SET TASK
Rewrite all of the following material, changing each "put a marker on" to "place a point on" and keeping every other character identical.
[Start]
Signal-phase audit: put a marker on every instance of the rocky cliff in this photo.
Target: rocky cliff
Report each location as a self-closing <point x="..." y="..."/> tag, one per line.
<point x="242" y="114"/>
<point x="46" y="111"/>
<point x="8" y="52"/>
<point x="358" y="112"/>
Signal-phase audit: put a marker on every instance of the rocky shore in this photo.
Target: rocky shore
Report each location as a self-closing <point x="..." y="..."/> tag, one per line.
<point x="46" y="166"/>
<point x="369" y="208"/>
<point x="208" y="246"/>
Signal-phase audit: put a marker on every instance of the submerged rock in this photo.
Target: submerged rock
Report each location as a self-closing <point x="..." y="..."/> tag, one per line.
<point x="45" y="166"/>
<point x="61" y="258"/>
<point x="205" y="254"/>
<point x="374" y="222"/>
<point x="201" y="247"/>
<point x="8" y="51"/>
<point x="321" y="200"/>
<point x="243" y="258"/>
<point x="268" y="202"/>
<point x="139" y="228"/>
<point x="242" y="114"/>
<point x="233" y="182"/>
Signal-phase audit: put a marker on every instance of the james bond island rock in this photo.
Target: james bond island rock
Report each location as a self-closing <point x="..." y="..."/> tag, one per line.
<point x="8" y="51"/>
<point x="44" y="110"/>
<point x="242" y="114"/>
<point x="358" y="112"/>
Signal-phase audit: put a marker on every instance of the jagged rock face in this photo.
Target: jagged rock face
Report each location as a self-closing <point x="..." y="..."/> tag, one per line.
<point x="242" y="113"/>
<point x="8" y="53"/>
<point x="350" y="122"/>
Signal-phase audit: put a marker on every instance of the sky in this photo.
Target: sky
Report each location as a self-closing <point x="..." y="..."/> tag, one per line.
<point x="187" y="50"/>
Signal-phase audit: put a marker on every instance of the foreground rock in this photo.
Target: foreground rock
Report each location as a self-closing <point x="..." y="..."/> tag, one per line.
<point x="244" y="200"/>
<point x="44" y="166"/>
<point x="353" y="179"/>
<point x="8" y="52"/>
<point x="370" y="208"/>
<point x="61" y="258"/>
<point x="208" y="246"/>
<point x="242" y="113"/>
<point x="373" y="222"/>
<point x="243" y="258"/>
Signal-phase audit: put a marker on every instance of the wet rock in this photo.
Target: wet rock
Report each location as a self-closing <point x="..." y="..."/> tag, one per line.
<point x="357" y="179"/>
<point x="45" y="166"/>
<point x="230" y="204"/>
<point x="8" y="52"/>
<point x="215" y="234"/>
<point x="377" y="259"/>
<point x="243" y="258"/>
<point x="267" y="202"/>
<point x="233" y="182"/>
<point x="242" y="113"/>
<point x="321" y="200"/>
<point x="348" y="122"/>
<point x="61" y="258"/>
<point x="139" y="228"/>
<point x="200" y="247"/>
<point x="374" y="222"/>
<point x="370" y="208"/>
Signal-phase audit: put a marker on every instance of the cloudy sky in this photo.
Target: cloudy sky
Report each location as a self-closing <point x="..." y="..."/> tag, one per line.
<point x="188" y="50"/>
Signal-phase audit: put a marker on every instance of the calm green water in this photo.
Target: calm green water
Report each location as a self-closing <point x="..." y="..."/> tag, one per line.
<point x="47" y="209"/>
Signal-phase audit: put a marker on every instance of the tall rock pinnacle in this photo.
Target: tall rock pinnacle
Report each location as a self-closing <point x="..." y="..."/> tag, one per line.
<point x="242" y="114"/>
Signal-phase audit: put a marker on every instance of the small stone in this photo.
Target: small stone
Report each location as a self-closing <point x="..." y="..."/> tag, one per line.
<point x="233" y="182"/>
[End]
EXPECTED OUTPUT
Signal-phase audit: place a point on every instance of the rocky cliff in this photo.
Target: rocky cliff
Report each location as a self-closing <point x="..." y="..."/> tag, one per line.
<point x="242" y="114"/>
<point x="46" y="111"/>
<point x="8" y="52"/>
<point x="358" y="112"/>
Signal-phase audit: place a point on every instance of the rocky shore in this photo.
Target: rocky shore
Report each location as a self-closing <point x="..." y="..."/> tag, one per line.
<point x="46" y="166"/>
<point x="369" y="208"/>
<point x="208" y="246"/>
Signal-phase audit: place a point on every instance of the submerged rock in this photo.
Target: submerged rock
Report each location as a self-closing <point x="..." y="..."/> tag, one per line.
<point x="45" y="166"/>
<point x="61" y="258"/>
<point x="205" y="254"/>
<point x="374" y="222"/>
<point x="201" y="247"/>
<point x="8" y="51"/>
<point x="321" y="200"/>
<point x="243" y="258"/>
<point x="268" y="202"/>
<point x="139" y="228"/>
<point x="242" y="114"/>
<point x="233" y="182"/>
Signal-phase audit: place a point on every instance of the james bond island rock in this photo.
Target: james bond island rock
Report each location as a self-closing <point x="..." y="..."/> tag, one per line.
<point x="8" y="51"/>
<point x="44" y="110"/>
<point x="242" y="114"/>
<point x="358" y="112"/>
Signal-phase audit: place a point on every instance of the jagged rock face in this photo.
Target: jagged rock face
Report each location as a self-closing <point x="..." y="..."/> tag, one per line.
<point x="242" y="113"/>
<point x="8" y="53"/>
<point x="350" y="122"/>
Signal-phase audit: place a point on every instance of the sky in this photo.
Target: sky
Report each location as a self-closing <point x="..." y="..."/> tag, one per line.
<point x="187" y="50"/>
Signal-phase audit: place a point on every instance of the foreground rock in this photo.
Target: foreground rock
Report each location as a self-closing <point x="..." y="..."/> tag, one per line.
<point x="244" y="200"/>
<point x="44" y="166"/>
<point x="353" y="179"/>
<point x="8" y="52"/>
<point x="370" y="208"/>
<point x="61" y="258"/>
<point x="208" y="246"/>
<point x="242" y="113"/>
<point x="373" y="222"/>
<point x="243" y="258"/>
Signal-phase audit: place a point on every instance of the wet rock in this photo.
Target: wet rock
Report each location as a self-closing <point x="..." y="..."/> tag, one per line.
<point x="357" y="179"/>
<point x="45" y="166"/>
<point x="230" y="204"/>
<point x="8" y="52"/>
<point x="215" y="234"/>
<point x="377" y="259"/>
<point x="243" y="258"/>
<point x="267" y="202"/>
<point x="233" y="182"/>
<point x="242" y="113"/>
<point x="321" y="200"/>
<point x="348" y="122"/>
<point x="61" y="258"/>
<point x="139" y="228"/>
<point x="200" y="247"/>
<point x="374" y="222"/>
<point x="370" y="208"/>
Signal-phase audit: place a point on every instance of the cloudy sky in this photo.
Target: cloudy sky
Report each location as a self-closing <point x="..." y="..."/> tag, one per line.
<point x="188" y="50"/>
Signal-phase audit: place a point on every instance of the calm green water in this photo.
Target: calm green water
Report each location as a self-closing <point x="..." y="..."/> tag, one per line.
<point x="47" y="209"/>
Signal-phase audit: place a point on every instance of the tall rock pinnacle in this photo.
Target: tall rock pinnacle
Report each location as a self-closing <point x="..." y="..."/> tag, one per line.
<point x="242" y="114"/>
Signal-phase audit: place a point on every instance of the small stone in this photo.
Target: small stone
Report each location as a self-closing <point x="..." y="..."/> tag, one per line.
<point x="233" y="182"/>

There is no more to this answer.